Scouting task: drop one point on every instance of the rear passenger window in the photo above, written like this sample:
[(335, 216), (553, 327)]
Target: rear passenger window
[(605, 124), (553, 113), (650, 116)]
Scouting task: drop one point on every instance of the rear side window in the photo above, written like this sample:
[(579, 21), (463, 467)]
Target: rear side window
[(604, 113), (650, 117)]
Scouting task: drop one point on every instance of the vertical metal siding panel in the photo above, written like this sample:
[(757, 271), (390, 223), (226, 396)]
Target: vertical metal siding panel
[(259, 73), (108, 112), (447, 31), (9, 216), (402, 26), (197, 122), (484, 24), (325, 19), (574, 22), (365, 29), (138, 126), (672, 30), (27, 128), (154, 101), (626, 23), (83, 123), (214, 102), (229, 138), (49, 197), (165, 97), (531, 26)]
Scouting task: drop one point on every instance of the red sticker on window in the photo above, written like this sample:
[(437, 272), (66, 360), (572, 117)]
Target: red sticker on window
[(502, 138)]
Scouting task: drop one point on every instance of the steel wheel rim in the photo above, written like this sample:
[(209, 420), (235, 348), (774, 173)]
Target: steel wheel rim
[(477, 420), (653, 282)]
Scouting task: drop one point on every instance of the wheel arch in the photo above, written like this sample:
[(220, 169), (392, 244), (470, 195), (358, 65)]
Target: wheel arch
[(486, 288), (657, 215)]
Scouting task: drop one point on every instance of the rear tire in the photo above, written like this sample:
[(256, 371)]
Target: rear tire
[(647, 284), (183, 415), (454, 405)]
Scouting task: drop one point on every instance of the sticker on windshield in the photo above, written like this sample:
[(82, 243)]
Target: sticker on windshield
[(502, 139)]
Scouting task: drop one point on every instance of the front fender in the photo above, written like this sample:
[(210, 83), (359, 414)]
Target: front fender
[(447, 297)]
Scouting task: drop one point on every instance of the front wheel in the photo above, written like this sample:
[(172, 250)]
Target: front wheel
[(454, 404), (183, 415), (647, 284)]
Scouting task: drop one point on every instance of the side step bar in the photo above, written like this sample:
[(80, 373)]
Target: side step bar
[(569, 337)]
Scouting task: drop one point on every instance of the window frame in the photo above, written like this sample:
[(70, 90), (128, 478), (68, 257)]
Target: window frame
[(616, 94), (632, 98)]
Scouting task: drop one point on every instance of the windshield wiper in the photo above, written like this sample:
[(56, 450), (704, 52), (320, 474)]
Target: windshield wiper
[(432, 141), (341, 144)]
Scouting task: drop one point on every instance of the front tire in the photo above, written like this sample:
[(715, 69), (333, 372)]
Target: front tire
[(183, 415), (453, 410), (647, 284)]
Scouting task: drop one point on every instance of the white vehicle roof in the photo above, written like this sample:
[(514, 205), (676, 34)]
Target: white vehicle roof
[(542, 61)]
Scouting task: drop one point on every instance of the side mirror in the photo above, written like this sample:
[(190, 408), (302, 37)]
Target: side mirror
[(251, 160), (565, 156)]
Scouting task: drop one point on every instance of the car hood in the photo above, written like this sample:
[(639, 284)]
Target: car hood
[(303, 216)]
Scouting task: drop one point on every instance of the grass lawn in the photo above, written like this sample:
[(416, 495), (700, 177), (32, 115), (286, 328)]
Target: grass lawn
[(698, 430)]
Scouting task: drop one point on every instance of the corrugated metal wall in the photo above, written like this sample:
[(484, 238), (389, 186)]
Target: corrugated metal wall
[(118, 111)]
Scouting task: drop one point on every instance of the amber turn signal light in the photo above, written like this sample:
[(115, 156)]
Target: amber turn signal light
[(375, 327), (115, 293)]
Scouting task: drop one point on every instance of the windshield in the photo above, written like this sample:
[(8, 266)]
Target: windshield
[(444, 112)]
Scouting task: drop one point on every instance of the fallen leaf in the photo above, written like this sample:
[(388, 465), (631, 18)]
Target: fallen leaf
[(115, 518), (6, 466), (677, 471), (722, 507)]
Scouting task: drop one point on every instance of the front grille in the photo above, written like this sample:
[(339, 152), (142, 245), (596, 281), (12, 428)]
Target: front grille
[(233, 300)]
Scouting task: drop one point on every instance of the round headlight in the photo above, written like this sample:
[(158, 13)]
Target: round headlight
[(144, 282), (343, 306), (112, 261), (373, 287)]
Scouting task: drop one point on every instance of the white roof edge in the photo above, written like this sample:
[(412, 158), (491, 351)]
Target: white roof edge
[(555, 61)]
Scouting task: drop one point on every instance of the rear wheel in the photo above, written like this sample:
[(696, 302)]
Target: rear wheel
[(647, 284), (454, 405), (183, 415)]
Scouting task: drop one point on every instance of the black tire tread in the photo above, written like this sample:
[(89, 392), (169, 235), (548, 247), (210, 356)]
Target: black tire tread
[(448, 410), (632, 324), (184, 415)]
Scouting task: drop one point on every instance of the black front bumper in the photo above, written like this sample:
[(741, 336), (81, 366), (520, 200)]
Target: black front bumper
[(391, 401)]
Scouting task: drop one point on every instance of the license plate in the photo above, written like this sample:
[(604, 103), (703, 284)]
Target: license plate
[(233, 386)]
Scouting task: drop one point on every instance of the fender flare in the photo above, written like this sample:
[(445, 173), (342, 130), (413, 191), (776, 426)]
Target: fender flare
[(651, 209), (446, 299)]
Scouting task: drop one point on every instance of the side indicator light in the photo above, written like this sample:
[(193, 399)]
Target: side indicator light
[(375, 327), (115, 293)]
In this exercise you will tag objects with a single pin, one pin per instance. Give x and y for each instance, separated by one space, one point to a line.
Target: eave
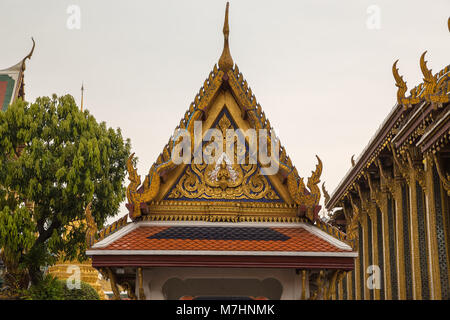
224 261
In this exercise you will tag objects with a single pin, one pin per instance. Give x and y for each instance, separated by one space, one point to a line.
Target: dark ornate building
393 204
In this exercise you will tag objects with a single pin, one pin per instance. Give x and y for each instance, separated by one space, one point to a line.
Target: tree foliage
54 160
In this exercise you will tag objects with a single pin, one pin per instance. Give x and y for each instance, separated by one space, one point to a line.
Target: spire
226 62
82 93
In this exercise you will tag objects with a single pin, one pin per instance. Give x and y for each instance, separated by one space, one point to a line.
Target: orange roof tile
293 239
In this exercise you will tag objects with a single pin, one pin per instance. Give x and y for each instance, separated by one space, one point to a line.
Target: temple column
383 203
364 226
399 239
417 209
431 232
350 285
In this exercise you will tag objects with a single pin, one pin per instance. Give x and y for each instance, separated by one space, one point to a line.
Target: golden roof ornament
226 62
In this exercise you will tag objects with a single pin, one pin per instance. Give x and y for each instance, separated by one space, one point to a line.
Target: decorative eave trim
310 228
219 253
379 141
438 134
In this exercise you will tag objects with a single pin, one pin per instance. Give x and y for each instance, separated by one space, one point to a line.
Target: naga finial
428 78
399 83
31 52
226 62
325 193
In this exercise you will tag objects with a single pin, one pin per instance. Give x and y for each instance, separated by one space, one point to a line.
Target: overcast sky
321 70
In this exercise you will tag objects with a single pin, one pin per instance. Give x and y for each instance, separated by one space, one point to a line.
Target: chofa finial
226 62
399 83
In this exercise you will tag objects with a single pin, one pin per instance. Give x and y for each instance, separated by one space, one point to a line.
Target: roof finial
82 93
226 62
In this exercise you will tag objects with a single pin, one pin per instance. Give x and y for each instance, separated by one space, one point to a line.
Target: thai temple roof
224 207
403 124
12 82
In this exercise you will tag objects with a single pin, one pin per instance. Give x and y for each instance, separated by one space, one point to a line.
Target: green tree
54 160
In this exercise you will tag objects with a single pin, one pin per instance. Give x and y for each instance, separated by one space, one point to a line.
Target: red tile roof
293 239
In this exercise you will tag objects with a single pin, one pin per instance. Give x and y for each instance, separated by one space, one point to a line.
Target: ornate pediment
225 179
234 183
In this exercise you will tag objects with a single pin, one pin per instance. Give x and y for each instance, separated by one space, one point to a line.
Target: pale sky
322 76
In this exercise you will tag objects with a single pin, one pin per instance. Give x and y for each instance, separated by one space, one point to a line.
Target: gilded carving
298 189
444 177
400 84
224 179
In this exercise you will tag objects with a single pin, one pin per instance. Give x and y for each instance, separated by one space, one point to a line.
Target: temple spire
226 62
82 93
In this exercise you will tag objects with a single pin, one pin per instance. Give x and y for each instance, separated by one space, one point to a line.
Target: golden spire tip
226 62
82 93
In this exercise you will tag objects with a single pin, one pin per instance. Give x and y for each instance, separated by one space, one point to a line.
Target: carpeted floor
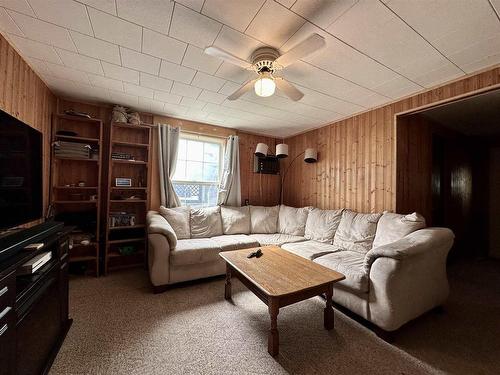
120 327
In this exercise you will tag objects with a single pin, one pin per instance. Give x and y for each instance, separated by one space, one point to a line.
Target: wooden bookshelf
125 246
78 205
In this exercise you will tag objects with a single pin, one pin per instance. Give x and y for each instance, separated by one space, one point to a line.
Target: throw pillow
235 220
264 219
292 220
321 225
392 227
206 222
178 218
356 231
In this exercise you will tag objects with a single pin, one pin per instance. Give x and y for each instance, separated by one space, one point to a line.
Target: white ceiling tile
373 29
104 82
286 3
80 62
322 12
193 4
115 30
74 14
192 103
43 31
238 44
21 6
7 24
478 56
140 61
467 22
176 72
99 49
155 82
229 88
167 97
185 90
70 74
138 90
108 6
207 81
440 74
153 14
39 66
160 45
174 109
38 50
274 24
122 98
192 27
234 73
236 14
195 58
120 73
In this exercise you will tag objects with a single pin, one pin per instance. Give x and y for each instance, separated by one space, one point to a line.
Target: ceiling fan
266 62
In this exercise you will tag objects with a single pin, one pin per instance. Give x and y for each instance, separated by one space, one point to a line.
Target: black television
21 179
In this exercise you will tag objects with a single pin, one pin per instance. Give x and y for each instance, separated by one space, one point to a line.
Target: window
198 170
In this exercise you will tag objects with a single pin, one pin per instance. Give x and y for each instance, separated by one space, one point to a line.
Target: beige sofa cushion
206 222
350 264
292 220
158 224
321 225
309 249
235 241
277 239
235 220
356 231
178 218
392 227
264 219
194 251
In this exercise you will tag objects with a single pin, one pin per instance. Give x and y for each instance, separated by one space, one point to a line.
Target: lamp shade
281 150
311 155
261 149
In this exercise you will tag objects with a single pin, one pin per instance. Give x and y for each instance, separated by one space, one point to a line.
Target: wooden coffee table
280 278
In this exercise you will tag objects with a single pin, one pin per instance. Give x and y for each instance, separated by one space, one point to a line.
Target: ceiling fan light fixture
265 86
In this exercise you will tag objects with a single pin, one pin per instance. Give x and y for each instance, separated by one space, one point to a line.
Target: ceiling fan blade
242 90
290 90
220 53
312 44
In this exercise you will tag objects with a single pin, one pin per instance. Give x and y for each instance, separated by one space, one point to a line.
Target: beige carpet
120 327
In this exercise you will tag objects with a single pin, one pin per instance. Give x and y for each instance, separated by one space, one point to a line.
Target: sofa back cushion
392 227
206 222
178 218
264 219
321 225
235 220
356 231
292 220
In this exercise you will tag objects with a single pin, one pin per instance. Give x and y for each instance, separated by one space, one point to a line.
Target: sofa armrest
157 224
418 242
408 277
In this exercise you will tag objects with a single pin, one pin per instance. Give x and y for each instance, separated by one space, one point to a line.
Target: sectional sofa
395 267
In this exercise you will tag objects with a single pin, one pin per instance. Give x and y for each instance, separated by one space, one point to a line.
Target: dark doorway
448 162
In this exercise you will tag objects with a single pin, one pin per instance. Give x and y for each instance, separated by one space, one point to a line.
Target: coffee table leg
227 289
329 317
273 337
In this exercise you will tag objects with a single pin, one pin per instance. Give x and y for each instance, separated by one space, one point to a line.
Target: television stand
34 308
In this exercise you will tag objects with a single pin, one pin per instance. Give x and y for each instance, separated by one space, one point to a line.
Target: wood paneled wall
25 96
357 156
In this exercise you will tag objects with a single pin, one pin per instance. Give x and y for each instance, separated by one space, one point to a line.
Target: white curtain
168 143
230 184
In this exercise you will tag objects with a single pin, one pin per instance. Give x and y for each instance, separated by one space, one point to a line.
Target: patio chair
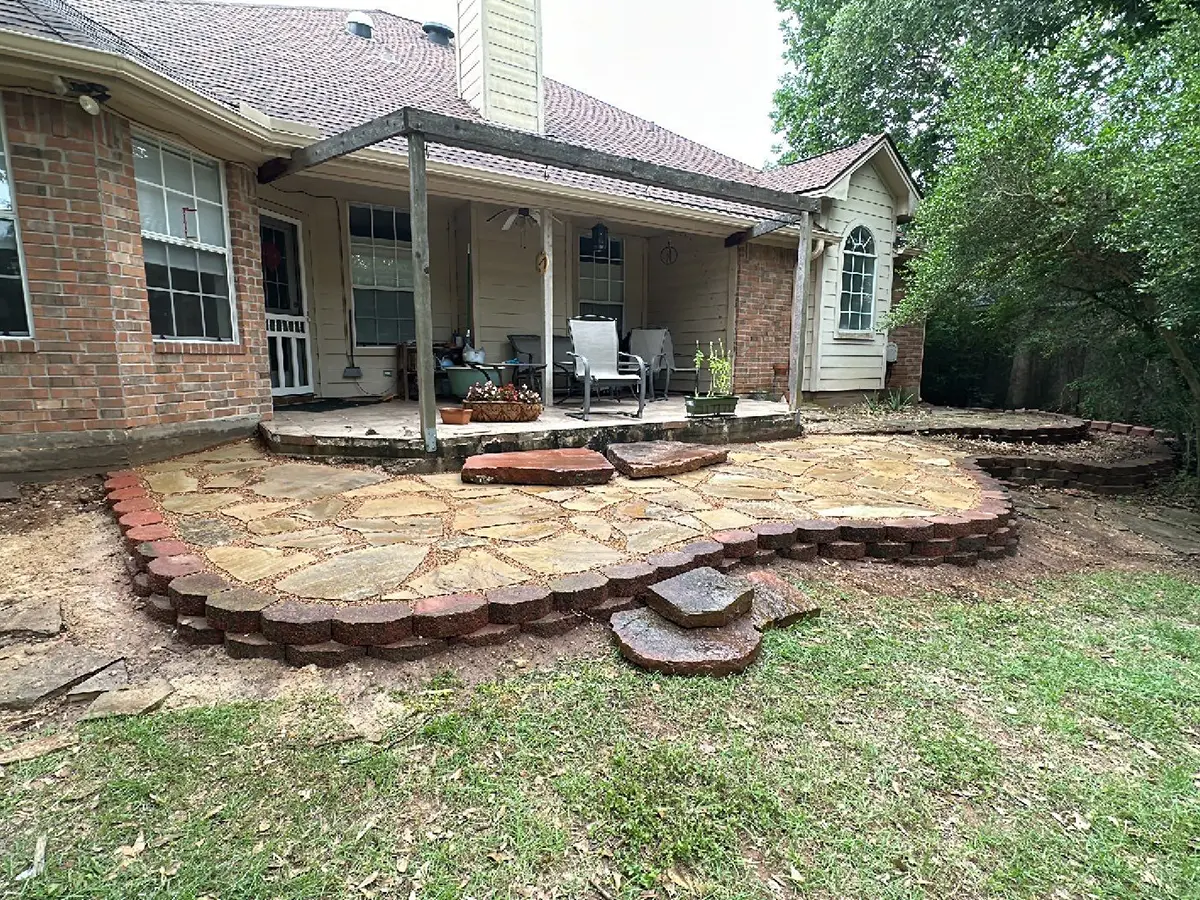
598 360
654 345
527 348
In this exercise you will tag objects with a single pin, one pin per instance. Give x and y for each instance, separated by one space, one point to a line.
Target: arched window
857 307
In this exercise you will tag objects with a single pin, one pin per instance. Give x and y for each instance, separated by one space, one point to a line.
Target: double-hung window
603 280
857 307
15 318
382 275
185 241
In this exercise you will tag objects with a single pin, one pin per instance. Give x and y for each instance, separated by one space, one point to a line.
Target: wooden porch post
799 311
547 310
419 213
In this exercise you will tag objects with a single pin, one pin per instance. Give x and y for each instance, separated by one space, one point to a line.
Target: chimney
499 61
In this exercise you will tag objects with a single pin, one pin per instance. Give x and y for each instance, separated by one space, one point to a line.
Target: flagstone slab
652 642
654 459
207 532
322 510
394 507
508 508
172 483
648 535
473 571
327 538
563 555
593 527
249 564
276 525
303 481
249 511
567 467
523 532
357 575
721 520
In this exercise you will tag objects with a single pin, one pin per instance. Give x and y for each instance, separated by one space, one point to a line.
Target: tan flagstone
648 535
247 511
307 481
593 527
522 532
191 504
723 519
564 553
589 504
357 575
474 570
322 510
276 525
327 538
250 564
403 507
509 508
172 483
388 489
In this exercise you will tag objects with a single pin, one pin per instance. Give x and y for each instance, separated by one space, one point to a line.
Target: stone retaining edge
180 593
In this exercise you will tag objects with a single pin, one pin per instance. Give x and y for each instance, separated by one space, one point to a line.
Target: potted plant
490 402
719 400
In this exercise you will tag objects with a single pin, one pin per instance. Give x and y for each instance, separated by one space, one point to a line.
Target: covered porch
393 430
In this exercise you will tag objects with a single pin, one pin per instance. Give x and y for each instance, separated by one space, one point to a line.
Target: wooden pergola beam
483 138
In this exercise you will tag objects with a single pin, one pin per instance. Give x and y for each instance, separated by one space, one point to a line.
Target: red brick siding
763 316
910 341
93 364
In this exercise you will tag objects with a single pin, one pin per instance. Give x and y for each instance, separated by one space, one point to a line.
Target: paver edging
304 633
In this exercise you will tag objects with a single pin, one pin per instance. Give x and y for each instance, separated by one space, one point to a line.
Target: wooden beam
771 225
547 309
799 313
484 138
423 303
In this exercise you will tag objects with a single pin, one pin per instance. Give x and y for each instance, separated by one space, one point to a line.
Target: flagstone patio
351 533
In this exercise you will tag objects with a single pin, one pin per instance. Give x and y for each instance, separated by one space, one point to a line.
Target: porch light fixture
599 239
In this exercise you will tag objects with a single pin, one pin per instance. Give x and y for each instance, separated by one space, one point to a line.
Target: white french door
288 339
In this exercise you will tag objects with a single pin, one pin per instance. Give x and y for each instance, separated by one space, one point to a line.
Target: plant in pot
491 402
719 400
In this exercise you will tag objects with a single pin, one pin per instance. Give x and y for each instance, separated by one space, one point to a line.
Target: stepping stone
358 575
652 642
653 459
778 603
131 701
106 679
701 598
569 467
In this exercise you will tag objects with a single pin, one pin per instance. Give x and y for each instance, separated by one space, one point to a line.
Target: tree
1071 204
865 66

--- OBJECTIVE ---
Rewrite the listing from the line containing "the front grille" through the line containing "[(144, 282), (343, 306), (112, 261), (373, 287)]", replacing "Scouting task" with "Labeling task" and leaving all else as it stands.

--- FULL SOLUTION ---
Labeling task: drop one point on every instance of the front grille in the photo above, written like this sample:
[(339, 152), (142, 245), (596, 281), (12, 428)]
Target: front grille
[(233, 300)]
Labeling task: drop one point on every instance of the round headlight in the photo above, written like this sample:
[(158, 13)]
Target: round headlight
[(144, 282), (343, 306), (112, 261), (373, 287)]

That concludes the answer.